Degree: Applied Research

Year of graduation: 1991

True Calling: Applied research graduate Bette Madigan talks about her five-career journey

One could say that Bette Madigan enjoys taking chances: while most people have one or two careers in life, she’s already had five to date — accounting, sales, applied research, volunteer services manager and owner of a Bowen therapy clinic. “This process evolved organically,” she says. “After my son went off to school in 1987, I wanted to discover who I was and decided that I wanted to have a new career every five years. And when you decide what you want to do, the universe presents it.”

Madigan’s original career was in the accounting and banking fields where she worked for approximately 28 years. When her son started postsecondary at Georgian College, she picked a career out of the newspaper and began working on commission sales at Canadian Scholarships, where she rose to the position of district manager.

Then, in keeping with her new five-year plan in each career, Madigan chose to come to Sheridan for its applied research program. “I had a grade A education,” she says. “I was 52 at the time — the oldest one in my class — and found Sheridan to be very progressive. I really learned how to learn there.”

Upon graduation in the early 90s, Madigan worked at Statistics Canada in the postsecondary division doing research for two years, but decided she wasn’t a good fit for government. She went back to school again and received certification at Algonquin College as a manager of volunteer services, which she promptly put to work in social services at the Salvation Army, and then as a manager of volunteer services at the Magnetic North Theatre Festival at the National Arts Centre. After a role working in the box office at the Ottawa International Animation Festival, Madigan became a registrar at the Ottawa School of Speech and Drama.

What you need to do ::
A - According to the Bette Madigan profile, how old was she when she started at Sheridan?
B - Write the next part of the Bette Madigan profile, starting after its last sentence.

Region pointing lines ::

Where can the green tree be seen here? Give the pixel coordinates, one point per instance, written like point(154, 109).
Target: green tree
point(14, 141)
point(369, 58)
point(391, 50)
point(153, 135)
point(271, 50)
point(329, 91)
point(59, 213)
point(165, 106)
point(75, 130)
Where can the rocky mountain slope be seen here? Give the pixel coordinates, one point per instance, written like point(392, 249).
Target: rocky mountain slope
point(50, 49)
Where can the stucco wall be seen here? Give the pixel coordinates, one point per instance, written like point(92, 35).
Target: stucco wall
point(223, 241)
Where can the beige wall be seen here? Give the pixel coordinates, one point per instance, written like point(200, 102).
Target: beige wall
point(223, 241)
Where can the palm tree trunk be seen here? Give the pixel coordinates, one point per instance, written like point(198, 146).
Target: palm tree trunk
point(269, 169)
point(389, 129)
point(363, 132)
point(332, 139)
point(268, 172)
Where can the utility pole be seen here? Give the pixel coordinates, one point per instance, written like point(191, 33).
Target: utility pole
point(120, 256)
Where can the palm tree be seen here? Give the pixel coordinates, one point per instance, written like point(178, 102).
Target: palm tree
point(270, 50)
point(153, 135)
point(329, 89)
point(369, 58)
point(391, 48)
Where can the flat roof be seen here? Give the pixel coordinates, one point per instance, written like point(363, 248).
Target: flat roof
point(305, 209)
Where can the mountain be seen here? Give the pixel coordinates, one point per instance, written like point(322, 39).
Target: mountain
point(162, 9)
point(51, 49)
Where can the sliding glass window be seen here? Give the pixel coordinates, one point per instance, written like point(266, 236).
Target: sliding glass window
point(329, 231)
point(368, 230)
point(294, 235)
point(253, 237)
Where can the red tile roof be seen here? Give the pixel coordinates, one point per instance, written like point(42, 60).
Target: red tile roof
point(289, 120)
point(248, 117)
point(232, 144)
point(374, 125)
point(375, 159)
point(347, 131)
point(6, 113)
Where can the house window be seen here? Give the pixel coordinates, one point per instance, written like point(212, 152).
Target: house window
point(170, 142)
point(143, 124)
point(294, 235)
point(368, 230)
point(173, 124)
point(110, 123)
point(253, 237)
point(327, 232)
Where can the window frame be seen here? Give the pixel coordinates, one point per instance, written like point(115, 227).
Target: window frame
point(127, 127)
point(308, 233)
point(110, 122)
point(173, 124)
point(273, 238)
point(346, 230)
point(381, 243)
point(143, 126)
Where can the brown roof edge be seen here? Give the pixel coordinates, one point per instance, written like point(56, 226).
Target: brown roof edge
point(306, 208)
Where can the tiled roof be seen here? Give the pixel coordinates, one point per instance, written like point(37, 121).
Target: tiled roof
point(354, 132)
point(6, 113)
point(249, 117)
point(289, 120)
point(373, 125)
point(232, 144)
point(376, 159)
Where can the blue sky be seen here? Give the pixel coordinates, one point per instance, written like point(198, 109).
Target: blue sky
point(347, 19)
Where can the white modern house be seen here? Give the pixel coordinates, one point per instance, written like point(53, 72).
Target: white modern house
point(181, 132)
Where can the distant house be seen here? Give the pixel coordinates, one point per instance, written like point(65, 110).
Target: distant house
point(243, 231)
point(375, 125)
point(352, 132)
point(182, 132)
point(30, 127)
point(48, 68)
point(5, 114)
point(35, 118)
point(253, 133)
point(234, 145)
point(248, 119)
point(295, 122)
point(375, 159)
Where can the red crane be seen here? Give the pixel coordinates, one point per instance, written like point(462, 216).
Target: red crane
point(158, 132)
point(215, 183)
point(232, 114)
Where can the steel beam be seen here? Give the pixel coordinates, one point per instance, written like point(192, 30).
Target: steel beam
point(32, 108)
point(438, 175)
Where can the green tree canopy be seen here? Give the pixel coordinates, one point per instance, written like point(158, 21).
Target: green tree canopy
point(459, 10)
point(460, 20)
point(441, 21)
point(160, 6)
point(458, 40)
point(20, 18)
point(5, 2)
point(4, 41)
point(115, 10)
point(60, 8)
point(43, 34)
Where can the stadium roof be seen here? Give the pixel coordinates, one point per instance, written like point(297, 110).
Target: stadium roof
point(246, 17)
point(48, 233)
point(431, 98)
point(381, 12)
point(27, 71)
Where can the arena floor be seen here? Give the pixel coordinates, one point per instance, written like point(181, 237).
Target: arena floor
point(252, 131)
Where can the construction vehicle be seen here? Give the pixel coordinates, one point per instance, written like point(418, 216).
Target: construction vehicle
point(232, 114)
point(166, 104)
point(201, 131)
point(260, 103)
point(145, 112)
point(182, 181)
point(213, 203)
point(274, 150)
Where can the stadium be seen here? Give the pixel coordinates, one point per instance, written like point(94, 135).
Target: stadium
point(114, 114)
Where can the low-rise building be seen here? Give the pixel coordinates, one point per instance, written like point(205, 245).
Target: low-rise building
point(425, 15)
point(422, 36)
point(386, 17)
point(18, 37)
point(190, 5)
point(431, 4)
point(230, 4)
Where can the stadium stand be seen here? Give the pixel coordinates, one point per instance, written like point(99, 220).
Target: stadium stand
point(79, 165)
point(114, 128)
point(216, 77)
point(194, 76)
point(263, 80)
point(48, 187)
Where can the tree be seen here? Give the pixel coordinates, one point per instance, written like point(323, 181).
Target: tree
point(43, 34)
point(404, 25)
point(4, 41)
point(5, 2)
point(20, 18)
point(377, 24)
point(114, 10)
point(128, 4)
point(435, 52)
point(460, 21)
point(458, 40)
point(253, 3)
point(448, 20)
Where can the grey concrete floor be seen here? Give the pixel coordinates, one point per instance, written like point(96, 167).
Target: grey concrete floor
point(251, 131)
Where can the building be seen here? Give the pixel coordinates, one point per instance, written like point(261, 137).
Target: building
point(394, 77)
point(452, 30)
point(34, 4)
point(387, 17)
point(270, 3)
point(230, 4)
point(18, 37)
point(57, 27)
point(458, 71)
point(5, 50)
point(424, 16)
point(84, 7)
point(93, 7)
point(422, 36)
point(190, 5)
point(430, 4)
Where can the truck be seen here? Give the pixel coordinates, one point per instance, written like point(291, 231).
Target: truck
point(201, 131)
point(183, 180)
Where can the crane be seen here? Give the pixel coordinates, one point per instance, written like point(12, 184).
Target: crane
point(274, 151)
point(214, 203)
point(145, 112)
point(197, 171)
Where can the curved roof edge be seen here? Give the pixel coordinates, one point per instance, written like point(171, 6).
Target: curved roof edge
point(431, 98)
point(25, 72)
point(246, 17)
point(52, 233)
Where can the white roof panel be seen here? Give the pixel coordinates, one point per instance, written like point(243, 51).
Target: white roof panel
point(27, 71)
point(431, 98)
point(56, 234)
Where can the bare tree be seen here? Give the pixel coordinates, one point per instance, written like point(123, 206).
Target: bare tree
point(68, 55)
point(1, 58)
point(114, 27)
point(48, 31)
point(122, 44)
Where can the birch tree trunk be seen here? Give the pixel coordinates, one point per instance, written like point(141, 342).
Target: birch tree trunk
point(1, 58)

Expected responses ::
A - She was 52.

B -
During this time, Madigan was also undergoing what she calls a spiritual quest, which led her to a mountaintop in Thailand with 60 other Canadians and a master for two weeks in 2006. “We were all expecting to find out what we would be doing next,” she remembers. “Nothing came, until two months after I returned. I was watching Dr. Marla Shapiro on television and she had a Bowen therapist on as her guest, and I thought, ‘this is what I want to do’.”

Ten years ago, Madigan opened Bowen Therapy Clinic in Ottawa. Bowenwork involves stimulating receptors in the tendons, muscles and ligaments of the body, and as her clinic’s founder and director, she has helped patients suffering from chronic back pain, shoulder pain, sciatica and more. She especially enjoys working with young autistic children. “I find it beneficial,” she says. “I originally started working with children between 12 and 18 (who were aggressive and self injurious) and I could see that they benefitted greatly in relaxing. And with younger children, I enjoy working with them so perhaps they don’t have to go through the anger when they are older.”

Although her plan to change careers every five years has been temporarily put on hold, at 77, Madigan still feels like she is on her journey. “I’ve learned that I want to keep learning,” she says. “And all of the things that have led up to my owning my own business and being successful – accounting, sales, research, managing – make me think that all my life, I was heading in this direction.”